- _Information provided_:
▬▬▬▬▬▬
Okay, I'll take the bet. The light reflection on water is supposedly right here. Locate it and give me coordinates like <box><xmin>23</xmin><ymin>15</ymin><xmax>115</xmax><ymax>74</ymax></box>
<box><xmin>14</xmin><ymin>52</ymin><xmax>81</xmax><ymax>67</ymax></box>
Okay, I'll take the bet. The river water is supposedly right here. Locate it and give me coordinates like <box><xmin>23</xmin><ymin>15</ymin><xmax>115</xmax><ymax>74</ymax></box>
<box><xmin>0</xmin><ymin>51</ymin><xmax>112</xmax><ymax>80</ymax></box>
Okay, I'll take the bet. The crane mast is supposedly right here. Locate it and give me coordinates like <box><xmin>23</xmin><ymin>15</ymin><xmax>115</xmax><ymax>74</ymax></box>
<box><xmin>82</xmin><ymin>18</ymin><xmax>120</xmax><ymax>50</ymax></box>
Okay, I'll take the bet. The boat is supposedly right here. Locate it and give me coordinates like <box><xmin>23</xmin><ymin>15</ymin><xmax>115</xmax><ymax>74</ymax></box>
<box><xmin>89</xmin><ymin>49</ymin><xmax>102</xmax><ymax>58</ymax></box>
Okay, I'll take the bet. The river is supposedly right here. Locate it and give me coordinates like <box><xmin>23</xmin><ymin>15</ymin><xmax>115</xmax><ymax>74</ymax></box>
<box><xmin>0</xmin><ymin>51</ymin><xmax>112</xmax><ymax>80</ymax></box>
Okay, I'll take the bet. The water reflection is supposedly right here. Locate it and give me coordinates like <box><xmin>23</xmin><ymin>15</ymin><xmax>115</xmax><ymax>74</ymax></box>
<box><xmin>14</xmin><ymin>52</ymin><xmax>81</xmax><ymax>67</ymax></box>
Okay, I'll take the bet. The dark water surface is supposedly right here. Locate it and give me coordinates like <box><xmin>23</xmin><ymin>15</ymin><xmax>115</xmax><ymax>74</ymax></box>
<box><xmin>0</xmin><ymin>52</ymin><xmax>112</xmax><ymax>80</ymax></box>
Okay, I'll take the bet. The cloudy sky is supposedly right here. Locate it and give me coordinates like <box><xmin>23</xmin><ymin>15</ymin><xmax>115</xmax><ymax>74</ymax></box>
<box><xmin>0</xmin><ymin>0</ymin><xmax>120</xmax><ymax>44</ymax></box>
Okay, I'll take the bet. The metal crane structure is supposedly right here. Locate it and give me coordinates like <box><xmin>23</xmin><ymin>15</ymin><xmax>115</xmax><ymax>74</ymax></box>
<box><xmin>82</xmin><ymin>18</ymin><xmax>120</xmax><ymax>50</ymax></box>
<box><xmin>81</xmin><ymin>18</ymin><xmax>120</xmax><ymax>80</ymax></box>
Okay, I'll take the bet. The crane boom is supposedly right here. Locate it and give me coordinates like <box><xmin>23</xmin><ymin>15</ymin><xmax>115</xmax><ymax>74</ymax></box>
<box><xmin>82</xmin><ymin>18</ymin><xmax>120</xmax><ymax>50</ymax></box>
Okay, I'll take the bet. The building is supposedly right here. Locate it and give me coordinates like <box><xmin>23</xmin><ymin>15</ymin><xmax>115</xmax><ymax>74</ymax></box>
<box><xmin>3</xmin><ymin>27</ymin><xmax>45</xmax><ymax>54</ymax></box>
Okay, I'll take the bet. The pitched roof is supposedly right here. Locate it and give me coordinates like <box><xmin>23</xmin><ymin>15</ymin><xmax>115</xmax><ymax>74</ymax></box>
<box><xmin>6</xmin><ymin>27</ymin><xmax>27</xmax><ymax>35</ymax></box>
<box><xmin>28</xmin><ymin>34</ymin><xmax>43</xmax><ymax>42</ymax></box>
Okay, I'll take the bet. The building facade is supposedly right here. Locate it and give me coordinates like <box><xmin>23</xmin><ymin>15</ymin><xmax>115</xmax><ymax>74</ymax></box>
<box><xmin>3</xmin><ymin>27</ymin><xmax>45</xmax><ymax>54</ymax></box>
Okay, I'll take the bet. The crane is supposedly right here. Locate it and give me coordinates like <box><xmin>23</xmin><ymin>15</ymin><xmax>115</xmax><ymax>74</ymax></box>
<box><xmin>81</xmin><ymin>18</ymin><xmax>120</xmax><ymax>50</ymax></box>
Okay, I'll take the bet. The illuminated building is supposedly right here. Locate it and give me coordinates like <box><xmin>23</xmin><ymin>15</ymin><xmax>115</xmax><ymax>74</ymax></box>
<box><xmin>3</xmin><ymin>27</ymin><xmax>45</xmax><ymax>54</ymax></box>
▬▬▬▬▬▬
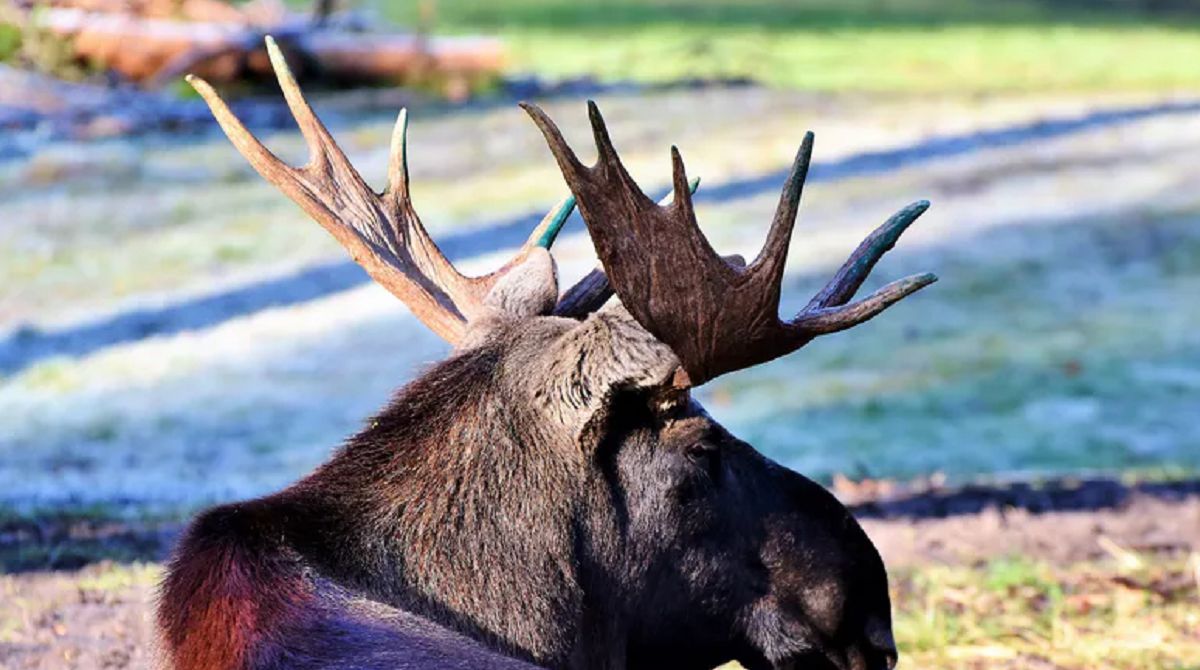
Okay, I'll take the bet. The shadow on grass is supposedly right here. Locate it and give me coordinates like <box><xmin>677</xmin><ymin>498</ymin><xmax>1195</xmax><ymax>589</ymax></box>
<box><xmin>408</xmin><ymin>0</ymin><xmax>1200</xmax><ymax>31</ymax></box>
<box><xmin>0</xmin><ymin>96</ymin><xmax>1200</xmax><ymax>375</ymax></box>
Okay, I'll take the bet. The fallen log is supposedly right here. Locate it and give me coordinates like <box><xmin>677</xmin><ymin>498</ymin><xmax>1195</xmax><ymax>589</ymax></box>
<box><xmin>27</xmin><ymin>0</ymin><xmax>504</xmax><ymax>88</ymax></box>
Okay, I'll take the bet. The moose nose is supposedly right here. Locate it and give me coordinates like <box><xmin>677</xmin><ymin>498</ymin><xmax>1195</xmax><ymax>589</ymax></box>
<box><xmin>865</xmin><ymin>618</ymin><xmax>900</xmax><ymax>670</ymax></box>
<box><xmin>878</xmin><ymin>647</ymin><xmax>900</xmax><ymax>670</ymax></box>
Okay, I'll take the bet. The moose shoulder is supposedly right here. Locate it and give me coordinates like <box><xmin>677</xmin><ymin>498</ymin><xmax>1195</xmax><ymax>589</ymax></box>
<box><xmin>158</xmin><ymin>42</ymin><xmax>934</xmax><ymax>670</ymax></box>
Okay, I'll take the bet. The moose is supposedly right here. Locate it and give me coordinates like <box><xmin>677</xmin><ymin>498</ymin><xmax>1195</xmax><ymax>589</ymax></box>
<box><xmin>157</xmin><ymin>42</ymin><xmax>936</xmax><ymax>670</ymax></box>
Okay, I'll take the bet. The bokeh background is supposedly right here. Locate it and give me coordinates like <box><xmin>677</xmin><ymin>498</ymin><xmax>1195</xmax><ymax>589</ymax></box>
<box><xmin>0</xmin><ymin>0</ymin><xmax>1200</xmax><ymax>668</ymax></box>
▬▬▬▬▬▬
- _Stated problem_:
Pick out every line in the records above that contains the word "moose", and copy each one.

- _Written answer_:
Okay, I'll take the bet. The moose nose is supposedly right here. Locate it and give me coordinates like <box><xmin>677</xmin><ymin>498</ymin><xmax>1195</xmax><ymax>589</ymax></box>
Okay, I'll take the bet. The moose shoulder is supposedly right here. Locate it and give me coordinates like <box><xmin>677</xmin><ymin>498</ymin><xmax>1195</xmax><ymax>589</ymax></box>
Okay, I'll take the bet. The moose is supposedly right here. Locate it and give me coordinates like <box><xmin>677</xmin><ymin>498</ymin><xmax>1195</xmax><ymax>589</ymax></box>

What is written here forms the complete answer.